Data excerpts
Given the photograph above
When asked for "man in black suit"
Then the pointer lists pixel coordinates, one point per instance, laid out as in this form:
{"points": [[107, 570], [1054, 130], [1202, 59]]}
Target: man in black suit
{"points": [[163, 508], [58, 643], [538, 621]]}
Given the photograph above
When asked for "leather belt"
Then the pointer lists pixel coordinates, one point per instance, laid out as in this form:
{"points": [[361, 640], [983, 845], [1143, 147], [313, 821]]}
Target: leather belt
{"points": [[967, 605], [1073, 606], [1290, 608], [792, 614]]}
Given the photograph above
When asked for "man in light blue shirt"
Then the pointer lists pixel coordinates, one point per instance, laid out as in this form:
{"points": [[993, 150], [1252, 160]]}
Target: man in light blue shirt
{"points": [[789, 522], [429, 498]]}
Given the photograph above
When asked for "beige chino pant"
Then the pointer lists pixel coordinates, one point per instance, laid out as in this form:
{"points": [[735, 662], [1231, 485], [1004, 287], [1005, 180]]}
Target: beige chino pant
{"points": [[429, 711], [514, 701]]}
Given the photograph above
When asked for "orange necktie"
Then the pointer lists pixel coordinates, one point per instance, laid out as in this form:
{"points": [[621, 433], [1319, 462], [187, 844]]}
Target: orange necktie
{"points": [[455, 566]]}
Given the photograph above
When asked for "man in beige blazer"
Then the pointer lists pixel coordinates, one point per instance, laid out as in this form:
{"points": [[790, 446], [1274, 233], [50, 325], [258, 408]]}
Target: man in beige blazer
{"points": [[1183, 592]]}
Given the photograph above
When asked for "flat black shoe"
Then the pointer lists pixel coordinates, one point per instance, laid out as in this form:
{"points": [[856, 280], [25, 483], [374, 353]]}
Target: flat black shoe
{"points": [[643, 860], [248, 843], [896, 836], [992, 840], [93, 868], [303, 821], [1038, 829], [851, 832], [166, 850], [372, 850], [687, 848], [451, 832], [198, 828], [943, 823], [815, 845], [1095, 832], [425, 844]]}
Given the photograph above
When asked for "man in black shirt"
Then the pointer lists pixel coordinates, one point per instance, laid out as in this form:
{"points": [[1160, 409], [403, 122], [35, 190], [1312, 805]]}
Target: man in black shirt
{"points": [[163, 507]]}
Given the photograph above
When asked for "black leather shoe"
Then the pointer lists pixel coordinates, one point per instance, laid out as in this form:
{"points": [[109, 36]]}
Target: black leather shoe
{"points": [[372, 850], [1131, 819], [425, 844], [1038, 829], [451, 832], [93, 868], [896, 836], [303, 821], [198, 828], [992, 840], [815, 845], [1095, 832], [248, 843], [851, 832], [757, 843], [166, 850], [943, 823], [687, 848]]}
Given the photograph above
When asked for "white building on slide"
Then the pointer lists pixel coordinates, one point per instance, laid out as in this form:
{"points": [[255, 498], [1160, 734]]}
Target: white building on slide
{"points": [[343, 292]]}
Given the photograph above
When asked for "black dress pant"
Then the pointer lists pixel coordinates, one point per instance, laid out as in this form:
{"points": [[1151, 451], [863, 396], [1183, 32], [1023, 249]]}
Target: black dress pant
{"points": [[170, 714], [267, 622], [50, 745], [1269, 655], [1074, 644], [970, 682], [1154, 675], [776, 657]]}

- ACTION ITEM: Retype all the data exactly, line for line.

- TASK ANSWER:
Given the photograph above
When asked for "man in black suit"
Then the pointer lists pixel coordinates, one point per instance, laid out as in this form:
{"points": [[107, 570], [1054, 130], [1202, 59]]}
Target: man in black suit
{"points": [[163, 508], [58, 643], [538, 621]]}
Given the photograph above
When asked for "leather belt"
Then the pointer lists pixel coordinates, one point per instance, laid out as in this form:
{"points": [[361, 640], [983, 845], [1143, 147], [313, 821]]}
Target: leather belt
{"points": [[967, 605], [1073, 606], [1290, 608], [792, 614]]}
Given the photograph above
When asked for "man in light blue shirt"
Then the pointer lists pixel coordinates, one point per instance, laid out as in this form:
{"points": [[993, 150], [1252, 160]]}
Target: man in light blue shirt
{"points": [[789, 522], [429, 498]]}
Given the photograph above
When asked for "beige chino pant"
Then the pointer lists pixel coordinates, one point per instance, laid out as in this form:
{"points": [[735, 662], [1231, 485], [1004, 287], [1005, 180]]}
Target: beige chino pant
{"points": [[429, 711], [514, 701]]}
Given the photograph above
When asked for "orange necktie"
Then the pointer lists pixel coordinates, one point per instance, laid out as in this form:
{"points": [[621, 433], [1319, 462], [187, 844]]}
Target: orange necktie
{"points": [[455, 566]]}
Given the photograph above
When asked for "man in beige blazer"
Then the pointer lists pixel coordinates, one point per instance, laid out as in this form:
{"points": [[790, 446], [1274, 233], [50, 325], [258, 408]]}
Target: man in beige blazer
{"points": [[1183, 592]]}
Given the photograph above
When asked for "flat black shoe"
Then the pointer lists pixel coordinates, one point per instance, laid out as in this form:
{"points": [[856, 280], [25, 483], [374, 353]]}
Target: flat black shoe
{"points": [[643, 860], [248, 843], [896, 836], [992, 840], [93, 868], [303, 821], [1038, 829], [851, 832], [166, 850], [372, 850], [687, 848], [451, 832], [198, 828], [943, 823], [815, 845], [1095, 832], [425, 844]]}
Given the photograph above
When asked for "man in black shirt"
Then the pointer lists pixel coordinates, one point per instance, laid out as in this form:
{"points": [[1160, 409], [403, 122], [35, 190], [1312, 805]]}
Target: man in black shirt
{"points": [[163, 507]]}
Given the photograph above
When asked for "black leather shoe"
Then the pointer lists pixel coordinates, one point per instance, laid out as in this form:
{"points": [[109, 36]]}
Target: black leather shoe
{"points": [[372, 850], [1131, 819], [425, 844], [1038, 829], [451, 832], [93, 868], [896, 836], [303, 821], [198, 828], [992, 840], [815, 845], [1095, 832], [248, 843], [851, 832], [757, 843], [166, 850], [943, 823], [687, 848]]}
Given the photograph above
When asked for "white building on slide"
Then the pointer lists pixel coordinates, one point per instance, laid out as in this form:
{"points": [[255, 498], [1160, 734]]}
Target: white building on slide
{"points": [[343, 292]]}
Given the photograph above
When asked for "black dress pant"
Then the pointer lists pixel coordinates, one point per instance, laid out as in this form:
{"points": [[1151, 451], [863, 396], [1183, 32], [1023, 249]]}
Target: black dress pant
{"points": [[170, 714], [267, 622], [50, 745], [1269, 655], [1074, 644], [970, 682], [1154, 675], [776, 657]]}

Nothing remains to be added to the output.